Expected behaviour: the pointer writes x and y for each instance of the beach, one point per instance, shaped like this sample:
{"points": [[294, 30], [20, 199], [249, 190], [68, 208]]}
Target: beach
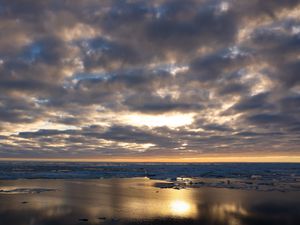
{"points": [[139, 201]]}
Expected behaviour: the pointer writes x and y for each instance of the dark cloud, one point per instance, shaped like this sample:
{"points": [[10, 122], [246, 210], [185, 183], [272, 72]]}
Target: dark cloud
{"points": [[149, 78]]}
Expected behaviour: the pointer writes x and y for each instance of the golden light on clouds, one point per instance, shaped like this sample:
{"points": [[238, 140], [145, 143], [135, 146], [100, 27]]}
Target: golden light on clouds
{"points": [[171, 120]]}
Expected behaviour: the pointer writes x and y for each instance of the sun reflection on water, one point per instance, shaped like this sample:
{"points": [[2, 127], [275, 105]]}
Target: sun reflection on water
{"points": [[180, 207]]}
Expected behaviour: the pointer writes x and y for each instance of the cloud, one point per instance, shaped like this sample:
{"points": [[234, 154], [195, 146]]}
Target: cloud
{"points": [[86, 78]]}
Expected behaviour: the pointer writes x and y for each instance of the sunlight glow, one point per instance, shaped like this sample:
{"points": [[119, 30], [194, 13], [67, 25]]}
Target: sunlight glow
{"points": [[179, 207], [171, 120]]}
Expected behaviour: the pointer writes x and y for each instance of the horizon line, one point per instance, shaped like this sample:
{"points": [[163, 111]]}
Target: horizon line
{"points": [[235, 159]]}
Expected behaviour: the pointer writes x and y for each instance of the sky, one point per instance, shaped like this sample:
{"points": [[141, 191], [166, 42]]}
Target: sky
{"points": [[159, 80]]}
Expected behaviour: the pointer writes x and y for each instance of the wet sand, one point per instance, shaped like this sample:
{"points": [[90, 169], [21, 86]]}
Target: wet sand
{"points": [[139, 201]]}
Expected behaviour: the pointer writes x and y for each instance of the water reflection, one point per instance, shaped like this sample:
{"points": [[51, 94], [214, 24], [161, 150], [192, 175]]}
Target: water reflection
{"points": [[179, 207], [136, 201]]}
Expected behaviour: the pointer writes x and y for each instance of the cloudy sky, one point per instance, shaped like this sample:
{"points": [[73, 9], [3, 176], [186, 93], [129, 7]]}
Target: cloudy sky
{"points": [[160, 79]]}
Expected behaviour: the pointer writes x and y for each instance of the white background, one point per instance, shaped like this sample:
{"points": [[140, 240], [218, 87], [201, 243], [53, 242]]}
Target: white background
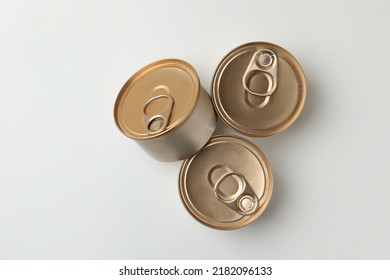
{"points": [[72, 186]]}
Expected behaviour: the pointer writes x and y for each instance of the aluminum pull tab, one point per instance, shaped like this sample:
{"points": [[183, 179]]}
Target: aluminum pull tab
{"points": [[155, 124], [244, 200], [264, 61]]}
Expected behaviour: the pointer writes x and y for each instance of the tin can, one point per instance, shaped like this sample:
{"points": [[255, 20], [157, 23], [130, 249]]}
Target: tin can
{"points": [[164, 108], [227, 184], [258, 89]]}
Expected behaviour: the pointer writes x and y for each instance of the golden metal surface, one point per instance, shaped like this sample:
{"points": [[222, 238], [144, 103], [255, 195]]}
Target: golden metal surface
{"points": [[165, 110], [227, 184], [258, 89], [170, 76]]}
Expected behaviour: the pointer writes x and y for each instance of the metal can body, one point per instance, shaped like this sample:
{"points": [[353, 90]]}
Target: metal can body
{"points": [[186, 139], [227, 184], [259, 89], [165, 110]]}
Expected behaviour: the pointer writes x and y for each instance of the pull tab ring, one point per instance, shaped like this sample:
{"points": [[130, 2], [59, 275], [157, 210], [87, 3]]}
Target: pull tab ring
{"points": [[157, 123], [233, 197], [266, 62], [244, 201]]}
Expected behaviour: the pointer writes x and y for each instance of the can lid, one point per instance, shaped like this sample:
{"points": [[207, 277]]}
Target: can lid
{"points": [[258, 89], [227, 184], [156, 99]]}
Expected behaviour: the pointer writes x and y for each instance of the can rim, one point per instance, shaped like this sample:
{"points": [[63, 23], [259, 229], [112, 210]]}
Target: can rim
{"points": [[267, 173], [225, 117], [144, 71]]}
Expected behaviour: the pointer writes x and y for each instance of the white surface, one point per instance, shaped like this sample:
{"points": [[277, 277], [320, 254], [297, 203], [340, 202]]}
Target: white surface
{"points": [[72, 186]]}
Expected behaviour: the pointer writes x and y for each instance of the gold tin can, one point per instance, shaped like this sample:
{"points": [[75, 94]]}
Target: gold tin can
{"points": [[258, 89], [227, 184], [164, 108]]}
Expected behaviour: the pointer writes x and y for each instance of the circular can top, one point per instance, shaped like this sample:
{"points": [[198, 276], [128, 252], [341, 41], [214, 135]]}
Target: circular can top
{"points": [[227, 184], [258, 89], [156, 99]]}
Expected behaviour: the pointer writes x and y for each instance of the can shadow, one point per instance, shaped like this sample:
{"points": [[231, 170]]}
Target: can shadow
{"points": [[271, 148]]}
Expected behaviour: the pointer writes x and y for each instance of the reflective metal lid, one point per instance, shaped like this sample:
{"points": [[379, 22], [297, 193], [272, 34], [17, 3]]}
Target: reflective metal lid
{"points": [[227, 184], [258, 89], [156, 99]]}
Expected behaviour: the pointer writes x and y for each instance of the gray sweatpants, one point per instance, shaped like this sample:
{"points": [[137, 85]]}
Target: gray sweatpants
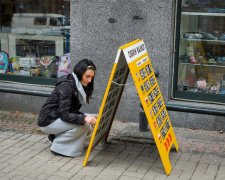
{"points": [[70, 138]]}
- - -
» WHAT THE EXERCISE ASKS: Your task is to reproduce the entries above word for word, from the first line through the line with "of the dark", and please leave out any pictures.

» RESULT OF THE EXERCISE:
Expected behaviour: the pointer writes x and y for each instance of the beach, one point per instance, shaped like this sample:
{"points": [[294, 30], [20, 199], [249, 190], [68, 208]]}
Target: beach
{"points": [[139, 201]]}
Expected behaviour: the pointer writes x and y for each instance of the dark cloud, one point per instance, shaped like this sample:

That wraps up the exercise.